**THE EXERCISE**
From the snowstorm account, extract the passage from "Father Ken Geraci, who" to "and Friends Weekend." word for word.

**PAGE EXCERPT**
-- -- --

What is remarkable about this incident is how the teenagers stood firm in the face of such adversity.
The second occurrence took place on the way back to Owensboro, Kentucky, when the Northeastern United States was hit by a massive snowstorm (so much for global warming). As a result, this Pro-Life group got stranded on the Pennsylvania Turnpike for twenty hours. Being confined on a bus for that length of time would have probably driven some people insane, but this group managed to persevere. Such perseverance took the form of praying, singing, interacting with various motorists, card games, etc.
Father Ken Geraci, who accompanied the group on its journey, cited the experience as an opportunity for the teenagers to exercise their faith, even saying that the trip was a pilgrimage. Being stranded for nearly a day attracted national attention for the group, including being an interview for Fox and Friends Weekend.
For me, the ordeal that these individuals underwent was more than a pilgrimage, it was a battle. In fact, it reminded me of two events from American History — Valley Forge and the Battle of the Bulge, and how the Americans managed to persevere against the elements and overcome their adversaries.
Eventually, the group managed to get to a hotel, and would return to Owensboro a few days later.
I should add that one of my nieces was among the teenagers in that group, as well as her parents (who were chaperons). In addition, the area they were stranded in (Bedford County, Pennsylvania) was where the Linn family settled in America during the 1700s.

-- -- --

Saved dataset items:
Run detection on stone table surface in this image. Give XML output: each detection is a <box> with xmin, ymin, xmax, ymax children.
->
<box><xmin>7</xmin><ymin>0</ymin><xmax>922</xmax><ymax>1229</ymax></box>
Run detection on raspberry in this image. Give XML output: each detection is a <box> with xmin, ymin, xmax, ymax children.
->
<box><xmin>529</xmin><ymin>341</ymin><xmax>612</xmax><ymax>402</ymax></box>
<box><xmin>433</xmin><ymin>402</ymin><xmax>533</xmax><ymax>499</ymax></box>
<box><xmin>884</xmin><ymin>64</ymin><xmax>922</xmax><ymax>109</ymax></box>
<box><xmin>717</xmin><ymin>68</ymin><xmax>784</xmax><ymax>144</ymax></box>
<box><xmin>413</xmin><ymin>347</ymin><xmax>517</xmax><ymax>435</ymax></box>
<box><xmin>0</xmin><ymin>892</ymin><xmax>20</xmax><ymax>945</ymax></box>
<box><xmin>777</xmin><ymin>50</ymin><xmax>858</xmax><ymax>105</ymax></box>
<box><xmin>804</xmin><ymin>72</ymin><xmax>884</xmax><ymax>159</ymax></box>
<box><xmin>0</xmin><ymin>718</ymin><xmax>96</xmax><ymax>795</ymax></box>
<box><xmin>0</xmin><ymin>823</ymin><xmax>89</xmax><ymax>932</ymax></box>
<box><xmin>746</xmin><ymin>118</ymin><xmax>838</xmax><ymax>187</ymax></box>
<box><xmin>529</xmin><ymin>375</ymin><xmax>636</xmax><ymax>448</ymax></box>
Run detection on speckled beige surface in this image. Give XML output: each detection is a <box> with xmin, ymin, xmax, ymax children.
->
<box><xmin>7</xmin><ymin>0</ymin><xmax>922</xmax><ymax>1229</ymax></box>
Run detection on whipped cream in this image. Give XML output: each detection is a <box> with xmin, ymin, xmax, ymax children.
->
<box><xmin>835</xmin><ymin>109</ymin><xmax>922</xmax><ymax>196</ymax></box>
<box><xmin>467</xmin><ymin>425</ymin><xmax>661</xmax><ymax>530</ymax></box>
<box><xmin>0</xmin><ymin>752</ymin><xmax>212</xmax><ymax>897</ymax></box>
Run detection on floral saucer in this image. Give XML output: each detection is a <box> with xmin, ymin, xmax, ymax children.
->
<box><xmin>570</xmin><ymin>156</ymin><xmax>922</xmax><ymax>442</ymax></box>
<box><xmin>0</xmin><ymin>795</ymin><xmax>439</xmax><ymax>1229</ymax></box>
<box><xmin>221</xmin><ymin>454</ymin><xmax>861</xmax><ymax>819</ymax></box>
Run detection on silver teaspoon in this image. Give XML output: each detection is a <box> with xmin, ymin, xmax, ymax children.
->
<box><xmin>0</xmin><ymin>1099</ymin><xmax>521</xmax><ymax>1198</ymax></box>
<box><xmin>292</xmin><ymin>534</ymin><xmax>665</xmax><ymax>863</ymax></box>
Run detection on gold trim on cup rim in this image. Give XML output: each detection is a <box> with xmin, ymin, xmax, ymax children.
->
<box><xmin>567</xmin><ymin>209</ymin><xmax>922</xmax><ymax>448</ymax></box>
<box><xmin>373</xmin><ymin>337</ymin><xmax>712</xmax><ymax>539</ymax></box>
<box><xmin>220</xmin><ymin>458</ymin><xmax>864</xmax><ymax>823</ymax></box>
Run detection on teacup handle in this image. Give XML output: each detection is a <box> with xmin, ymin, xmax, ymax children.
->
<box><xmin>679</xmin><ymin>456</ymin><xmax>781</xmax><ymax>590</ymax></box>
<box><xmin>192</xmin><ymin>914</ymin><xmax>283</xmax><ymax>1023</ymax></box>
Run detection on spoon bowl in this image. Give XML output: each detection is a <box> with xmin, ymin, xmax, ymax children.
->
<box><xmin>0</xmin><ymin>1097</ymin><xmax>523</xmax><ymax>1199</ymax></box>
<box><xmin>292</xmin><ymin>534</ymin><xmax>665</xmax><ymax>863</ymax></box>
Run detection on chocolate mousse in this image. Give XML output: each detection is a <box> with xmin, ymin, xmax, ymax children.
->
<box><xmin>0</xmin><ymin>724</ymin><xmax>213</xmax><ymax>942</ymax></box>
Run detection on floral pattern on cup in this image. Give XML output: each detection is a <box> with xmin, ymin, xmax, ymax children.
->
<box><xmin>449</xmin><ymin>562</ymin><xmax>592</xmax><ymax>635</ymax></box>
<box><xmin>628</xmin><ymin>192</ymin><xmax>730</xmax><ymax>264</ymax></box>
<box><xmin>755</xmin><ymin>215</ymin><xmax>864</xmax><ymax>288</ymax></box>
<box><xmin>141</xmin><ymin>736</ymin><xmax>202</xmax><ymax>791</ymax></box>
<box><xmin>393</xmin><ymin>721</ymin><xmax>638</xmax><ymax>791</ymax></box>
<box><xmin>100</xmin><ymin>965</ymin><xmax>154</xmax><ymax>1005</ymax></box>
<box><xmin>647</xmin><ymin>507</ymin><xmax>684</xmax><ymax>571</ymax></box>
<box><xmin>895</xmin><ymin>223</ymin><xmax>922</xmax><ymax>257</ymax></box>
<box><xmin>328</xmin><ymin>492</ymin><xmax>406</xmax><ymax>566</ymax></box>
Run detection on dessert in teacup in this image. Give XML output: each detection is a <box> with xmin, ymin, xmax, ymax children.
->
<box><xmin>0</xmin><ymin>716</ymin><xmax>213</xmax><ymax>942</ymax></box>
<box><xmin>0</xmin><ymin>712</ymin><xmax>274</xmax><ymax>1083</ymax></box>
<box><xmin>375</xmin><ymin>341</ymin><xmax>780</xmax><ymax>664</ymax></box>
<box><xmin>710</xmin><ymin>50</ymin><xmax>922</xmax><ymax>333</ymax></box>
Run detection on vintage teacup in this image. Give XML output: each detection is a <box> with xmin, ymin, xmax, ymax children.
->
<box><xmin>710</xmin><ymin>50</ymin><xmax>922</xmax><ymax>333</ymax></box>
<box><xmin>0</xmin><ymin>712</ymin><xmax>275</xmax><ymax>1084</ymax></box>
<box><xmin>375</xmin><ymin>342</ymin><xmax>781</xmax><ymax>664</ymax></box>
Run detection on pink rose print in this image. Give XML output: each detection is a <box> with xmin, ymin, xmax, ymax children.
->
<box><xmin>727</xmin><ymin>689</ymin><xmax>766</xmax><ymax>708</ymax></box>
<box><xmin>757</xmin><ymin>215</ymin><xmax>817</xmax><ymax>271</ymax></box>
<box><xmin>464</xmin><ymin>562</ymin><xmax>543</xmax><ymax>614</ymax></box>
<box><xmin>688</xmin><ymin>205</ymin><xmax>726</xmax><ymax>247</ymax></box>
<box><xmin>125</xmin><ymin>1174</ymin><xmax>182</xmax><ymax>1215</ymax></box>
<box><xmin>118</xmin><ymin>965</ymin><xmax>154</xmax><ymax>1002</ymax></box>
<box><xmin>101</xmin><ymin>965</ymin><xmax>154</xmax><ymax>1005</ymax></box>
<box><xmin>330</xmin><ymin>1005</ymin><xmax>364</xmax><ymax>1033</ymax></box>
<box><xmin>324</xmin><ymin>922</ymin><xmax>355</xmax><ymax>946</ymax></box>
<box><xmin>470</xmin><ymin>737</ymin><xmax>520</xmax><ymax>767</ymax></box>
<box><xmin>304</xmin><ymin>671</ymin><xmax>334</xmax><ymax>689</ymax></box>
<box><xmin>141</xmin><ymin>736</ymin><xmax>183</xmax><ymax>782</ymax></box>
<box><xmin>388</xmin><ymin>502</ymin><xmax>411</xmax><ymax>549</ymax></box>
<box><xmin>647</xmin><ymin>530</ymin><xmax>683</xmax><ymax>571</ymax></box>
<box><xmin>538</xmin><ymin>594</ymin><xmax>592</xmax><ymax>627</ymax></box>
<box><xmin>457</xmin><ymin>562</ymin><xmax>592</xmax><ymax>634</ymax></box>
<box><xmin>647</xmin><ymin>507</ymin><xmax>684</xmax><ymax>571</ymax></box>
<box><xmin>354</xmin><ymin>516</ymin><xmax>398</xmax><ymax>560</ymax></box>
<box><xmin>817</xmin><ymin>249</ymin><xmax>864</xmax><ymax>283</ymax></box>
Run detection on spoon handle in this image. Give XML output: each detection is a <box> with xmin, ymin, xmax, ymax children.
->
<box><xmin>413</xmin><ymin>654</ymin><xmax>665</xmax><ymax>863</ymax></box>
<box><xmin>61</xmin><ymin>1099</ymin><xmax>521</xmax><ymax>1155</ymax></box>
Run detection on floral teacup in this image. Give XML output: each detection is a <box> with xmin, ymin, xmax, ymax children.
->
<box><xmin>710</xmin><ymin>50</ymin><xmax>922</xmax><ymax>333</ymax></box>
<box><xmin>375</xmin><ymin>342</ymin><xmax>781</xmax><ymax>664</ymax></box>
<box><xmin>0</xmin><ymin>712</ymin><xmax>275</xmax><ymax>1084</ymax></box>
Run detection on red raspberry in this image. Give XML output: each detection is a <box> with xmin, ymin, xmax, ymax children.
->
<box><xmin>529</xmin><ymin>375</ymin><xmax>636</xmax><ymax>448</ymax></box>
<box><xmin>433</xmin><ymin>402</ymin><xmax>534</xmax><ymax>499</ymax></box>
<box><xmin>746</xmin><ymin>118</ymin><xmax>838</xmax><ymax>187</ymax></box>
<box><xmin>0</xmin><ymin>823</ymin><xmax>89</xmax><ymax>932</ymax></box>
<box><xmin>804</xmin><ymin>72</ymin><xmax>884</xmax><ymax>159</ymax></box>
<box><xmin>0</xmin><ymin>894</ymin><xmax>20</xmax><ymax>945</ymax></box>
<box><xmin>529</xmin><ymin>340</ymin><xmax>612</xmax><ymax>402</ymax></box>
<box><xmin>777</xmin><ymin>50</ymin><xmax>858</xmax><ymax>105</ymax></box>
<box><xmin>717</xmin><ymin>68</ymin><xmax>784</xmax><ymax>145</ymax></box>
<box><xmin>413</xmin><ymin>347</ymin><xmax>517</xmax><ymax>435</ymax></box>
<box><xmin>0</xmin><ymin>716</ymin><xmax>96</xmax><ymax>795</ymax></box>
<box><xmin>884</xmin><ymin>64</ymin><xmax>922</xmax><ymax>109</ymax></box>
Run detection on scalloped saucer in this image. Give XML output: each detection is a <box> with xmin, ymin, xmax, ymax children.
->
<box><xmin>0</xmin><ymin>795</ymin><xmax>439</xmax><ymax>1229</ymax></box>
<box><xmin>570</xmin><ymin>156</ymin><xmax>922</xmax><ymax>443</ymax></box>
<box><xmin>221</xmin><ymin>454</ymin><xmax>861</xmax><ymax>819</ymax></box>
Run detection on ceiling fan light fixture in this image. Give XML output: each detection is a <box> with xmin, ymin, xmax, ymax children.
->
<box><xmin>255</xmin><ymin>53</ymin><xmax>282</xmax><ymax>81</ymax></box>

-- -- --

**IN RESPONSE**
Father Ken Geraci, who accompanied the group on its journey, cited the experience as an opportunity for the teenagers to exercise their faith, even saying that the trip was a pilgrimage. Being stranded for nearly a day attracted national attention for the group, including being an interview for Fox and Friends Weekend.